REQUIREMENTS: In the Access BPL text, reproduce the portion from "Low voltage lines are" to "overhead or underground.", swapping "neighborhoods" for "residential areas".

──────── QUOTED TEXT

Low voltage lines are defined as lines carrying, for example, 240/120 volts from a distribution transformer to a customer's premises. Medium voltage lines carry between 1,000 and 40,000 volts from a power substation to neighborhoods, and may be overhead or underground.
Access BPL is an unlicensed service operated under Subpart G of Part 15 of the FCC's rules. Radiated emission limits from medium voltage lines in the 1.705-30 MHz range must not exceed the limits in 47 CFR 15.209, and those from 30-80 MHz must not exceed the limits in 15.109(b). Systems that operate on low voltage lines must comply with 15.109(a) limits across the entire 1.705-80 MHz range.
When Access BPL systems must use notch filters to protect licensed services, the notch must be at least 25 dB below applicable Part 15 limits in the 1.705-30 MHz band, and at least 10 dB below the limits in the 30-80 MHz band.
There are 12 sub-bands in which Access BPL systems are not allowed to operate anywhere to protect aeronautical (land) stations and aircraft receivers. Those excluded bands are listed in 15.615(f), and are excluded in the list of Access BPL bands in this entry.

────────────────
──────── GIVEN DATA

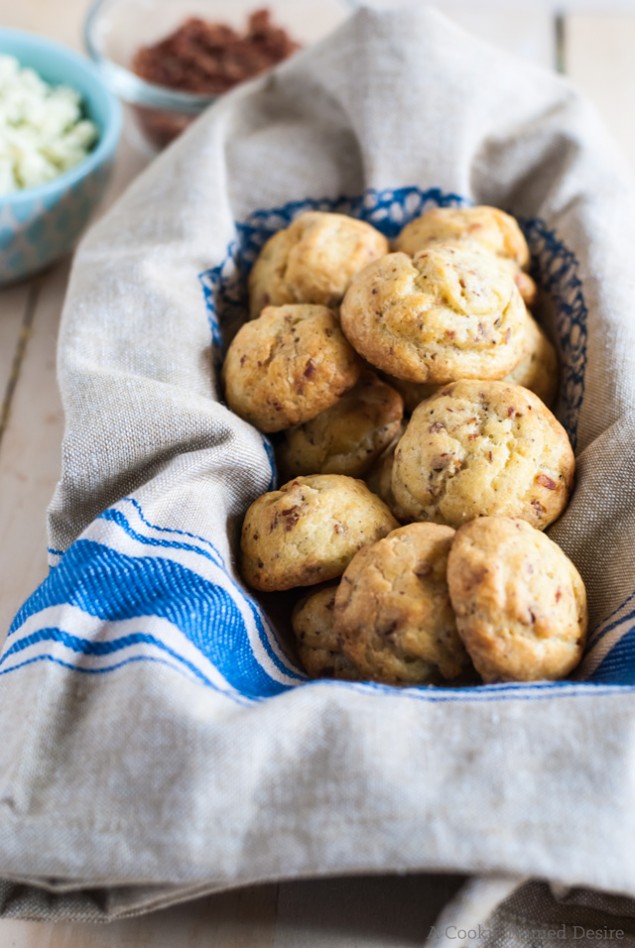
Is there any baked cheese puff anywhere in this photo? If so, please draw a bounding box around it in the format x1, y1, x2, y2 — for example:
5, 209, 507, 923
395, 205, 537, 306
448, 517, 587, 682
391, 380, 575, 530
241, 474, 399, 592
340, 243, 529, 384
278, 371, 403, 477
223, 304, 362, 432
249, 211, 389, 319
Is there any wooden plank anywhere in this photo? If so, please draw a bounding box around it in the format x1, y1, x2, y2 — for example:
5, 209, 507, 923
0, 282, 34, 430
0, 885, 276, 948
564, 10, 635, 168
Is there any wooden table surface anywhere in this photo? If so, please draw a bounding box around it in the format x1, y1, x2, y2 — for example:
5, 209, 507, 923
0, 0, 635, 948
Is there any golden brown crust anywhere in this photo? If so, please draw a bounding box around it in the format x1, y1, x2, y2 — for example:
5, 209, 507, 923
366, 422, 410, 523
340, 243, 527, 384
503, 316, 558, 406
395, 204, 529, 268
395, 204, 537, 306
392, 380, 575, 529
386, 314, 558, 414
448, 517, 587, 682
241, 474, 398, 592
278, 371, 403, 478
249, 211, 388, 319
291, 583, 359, 681
335, 523, 469, 684
223, 304, 362, 432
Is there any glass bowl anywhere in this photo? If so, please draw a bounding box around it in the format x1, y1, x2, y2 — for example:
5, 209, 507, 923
84, 0, 354, 150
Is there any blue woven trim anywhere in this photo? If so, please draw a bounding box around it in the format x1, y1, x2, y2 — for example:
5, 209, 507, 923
7, 540, 301, 699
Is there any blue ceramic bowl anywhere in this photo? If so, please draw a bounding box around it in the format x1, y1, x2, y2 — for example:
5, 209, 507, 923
0, 29, 121, 286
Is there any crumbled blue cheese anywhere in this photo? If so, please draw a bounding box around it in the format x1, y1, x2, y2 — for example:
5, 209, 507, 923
0, 55, 98, 195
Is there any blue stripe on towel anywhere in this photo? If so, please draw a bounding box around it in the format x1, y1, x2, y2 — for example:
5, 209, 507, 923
0, 628, 216, 687
99, 507, 302, 681
11, 540, 289, 698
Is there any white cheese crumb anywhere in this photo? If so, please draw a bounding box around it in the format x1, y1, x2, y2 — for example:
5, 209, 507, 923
0, 55, 98, 196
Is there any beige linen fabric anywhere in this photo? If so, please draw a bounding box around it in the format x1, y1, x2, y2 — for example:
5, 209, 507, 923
0, 3, 635, 945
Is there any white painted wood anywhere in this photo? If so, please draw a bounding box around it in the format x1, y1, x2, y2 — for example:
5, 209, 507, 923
0, 283, 33, 416
564, 11, 635, 168
434, 0, 556, 68
0, 885, 276, 948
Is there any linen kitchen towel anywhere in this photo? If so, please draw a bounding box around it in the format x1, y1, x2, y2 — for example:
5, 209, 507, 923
0, 9, 635, 944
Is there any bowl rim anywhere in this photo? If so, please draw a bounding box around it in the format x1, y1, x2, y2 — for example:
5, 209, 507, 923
83, 0, 219, 115
0, 27, 123, 207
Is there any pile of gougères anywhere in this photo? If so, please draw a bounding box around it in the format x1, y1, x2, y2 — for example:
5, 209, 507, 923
223, 207, 587, 685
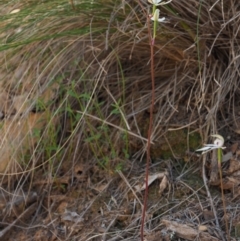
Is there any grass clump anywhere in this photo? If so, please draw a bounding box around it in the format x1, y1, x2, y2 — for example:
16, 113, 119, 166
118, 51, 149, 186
0, 0, 240, 240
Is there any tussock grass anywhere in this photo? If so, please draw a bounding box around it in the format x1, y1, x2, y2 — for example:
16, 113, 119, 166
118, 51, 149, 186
0, 0, 240, 240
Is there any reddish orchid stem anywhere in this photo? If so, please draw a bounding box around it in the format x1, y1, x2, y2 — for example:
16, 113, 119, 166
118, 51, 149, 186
135, 0, 155, 241
141, 39, 155, 241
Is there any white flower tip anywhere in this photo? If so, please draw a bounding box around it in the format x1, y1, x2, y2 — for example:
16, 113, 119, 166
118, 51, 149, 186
212, 135, 224, 148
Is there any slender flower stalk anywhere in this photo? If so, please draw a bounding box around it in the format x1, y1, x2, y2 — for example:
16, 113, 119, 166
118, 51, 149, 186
148, 0, 172, 6
196, 135, 226, 154
196, 134, 230, 241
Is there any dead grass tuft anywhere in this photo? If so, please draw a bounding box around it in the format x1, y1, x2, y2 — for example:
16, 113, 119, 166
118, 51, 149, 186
0, 0, 240, 241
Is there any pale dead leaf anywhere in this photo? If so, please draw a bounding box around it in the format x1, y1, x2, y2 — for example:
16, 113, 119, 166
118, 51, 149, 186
61, 210, 83, 223
134, 172, 168, 192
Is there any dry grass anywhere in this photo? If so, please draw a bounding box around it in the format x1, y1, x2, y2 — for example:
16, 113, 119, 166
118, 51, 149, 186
0, 0, 240, 241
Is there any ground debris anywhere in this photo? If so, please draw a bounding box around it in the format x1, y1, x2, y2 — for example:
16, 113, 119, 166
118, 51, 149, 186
162, 220, 219, 241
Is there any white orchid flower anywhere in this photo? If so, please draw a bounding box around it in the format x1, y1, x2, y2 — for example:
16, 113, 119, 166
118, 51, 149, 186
151, 9, 165, 23
148, 0, 172, 6
196, 135, 226, 154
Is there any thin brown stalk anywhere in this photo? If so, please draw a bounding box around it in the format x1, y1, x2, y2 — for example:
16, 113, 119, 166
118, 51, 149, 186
218, 161, 231, 241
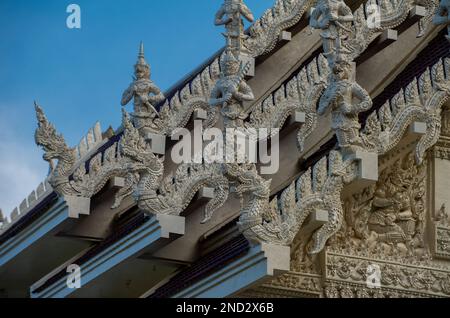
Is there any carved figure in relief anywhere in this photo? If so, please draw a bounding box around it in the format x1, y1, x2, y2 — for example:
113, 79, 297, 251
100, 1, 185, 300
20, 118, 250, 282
209, 49, 255, 128
338, 153, 426, 255
122, 43, 165, 133
318, 60, 372, 154
214, 0, 255, 52
368, 189, 415, 242
433, 0, 450, 41
310, 0, 354, 64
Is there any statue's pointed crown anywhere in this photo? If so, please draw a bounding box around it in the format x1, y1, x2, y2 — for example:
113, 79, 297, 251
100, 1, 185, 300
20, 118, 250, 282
136, 42, 150, 68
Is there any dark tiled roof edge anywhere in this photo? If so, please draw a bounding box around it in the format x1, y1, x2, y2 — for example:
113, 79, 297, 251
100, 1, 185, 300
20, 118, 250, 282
33, 212, 151, 294
149, 235, 250, 298
0, 191, 58, 245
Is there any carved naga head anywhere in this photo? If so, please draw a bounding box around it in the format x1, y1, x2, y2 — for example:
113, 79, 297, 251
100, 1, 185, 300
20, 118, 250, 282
34, 102, 75, 170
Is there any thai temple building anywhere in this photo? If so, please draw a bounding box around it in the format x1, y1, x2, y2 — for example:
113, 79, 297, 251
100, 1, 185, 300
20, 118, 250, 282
0, 0, 450, 298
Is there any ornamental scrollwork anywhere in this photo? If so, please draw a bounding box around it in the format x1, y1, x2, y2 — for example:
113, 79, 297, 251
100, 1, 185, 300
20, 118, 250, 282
362, 59, 450, 164
236, 151, 356, 254
247, 55, 329, 152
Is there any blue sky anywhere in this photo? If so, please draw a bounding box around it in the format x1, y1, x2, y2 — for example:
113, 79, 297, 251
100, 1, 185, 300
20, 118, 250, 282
0, 0, 275, 214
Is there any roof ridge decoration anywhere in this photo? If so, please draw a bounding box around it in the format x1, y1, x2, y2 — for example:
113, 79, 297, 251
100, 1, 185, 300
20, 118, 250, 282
248, 54, 329, 152
240, 59, 450, 254
121, 42, 165, 135
234, 0, 444, 254
35, 104, 137, 208
121, 111, 228, 223
209, 0, 255, 128
433, 0, 450, 41
141, 0, 315, 136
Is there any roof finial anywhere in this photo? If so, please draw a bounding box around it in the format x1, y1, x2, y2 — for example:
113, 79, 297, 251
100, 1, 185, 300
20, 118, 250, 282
136, 41, 150, 68
139, 41, 145, 58
0, 209, 6, 223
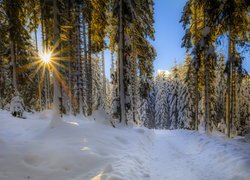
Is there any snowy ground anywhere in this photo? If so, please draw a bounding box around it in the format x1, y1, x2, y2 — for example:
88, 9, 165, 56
0, 111, 250, 180
151, 130, 250, 180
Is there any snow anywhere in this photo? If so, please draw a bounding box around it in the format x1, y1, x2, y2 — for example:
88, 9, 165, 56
151, 130, 250, 180
0, 111, 152, 180
0, 110, 250, 180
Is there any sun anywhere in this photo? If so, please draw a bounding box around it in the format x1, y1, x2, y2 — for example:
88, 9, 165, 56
39, 51, 52, 64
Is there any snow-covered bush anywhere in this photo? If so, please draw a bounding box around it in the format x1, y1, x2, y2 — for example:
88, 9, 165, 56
10, 93, 24, 117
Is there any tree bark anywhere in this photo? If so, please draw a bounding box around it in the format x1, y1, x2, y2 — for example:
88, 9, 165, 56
119, 0, 127, 123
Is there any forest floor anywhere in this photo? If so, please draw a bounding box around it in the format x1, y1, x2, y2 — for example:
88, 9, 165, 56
151, 130, 250, 180
0, 110, 250, 180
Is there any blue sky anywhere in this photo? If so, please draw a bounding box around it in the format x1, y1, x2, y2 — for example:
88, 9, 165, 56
105, 0, 250, 78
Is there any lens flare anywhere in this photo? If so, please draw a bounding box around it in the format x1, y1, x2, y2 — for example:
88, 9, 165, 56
39, 52, 52, 64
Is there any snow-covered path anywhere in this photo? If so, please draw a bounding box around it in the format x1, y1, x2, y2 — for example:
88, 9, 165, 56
151, 130, 250, 180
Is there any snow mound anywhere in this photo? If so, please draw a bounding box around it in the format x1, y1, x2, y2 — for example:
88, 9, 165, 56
0, 111, 153, 180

────────────────

WRITTEN RESPONSE:
Low voltage lines are defined as lines carrying, for example, 240/120 volts from a distribution transformer to a customer's premises. Medium voltage lines carry between 1,000 and 40,000 volts from a power substation to residential areas, and may be overhead or underground.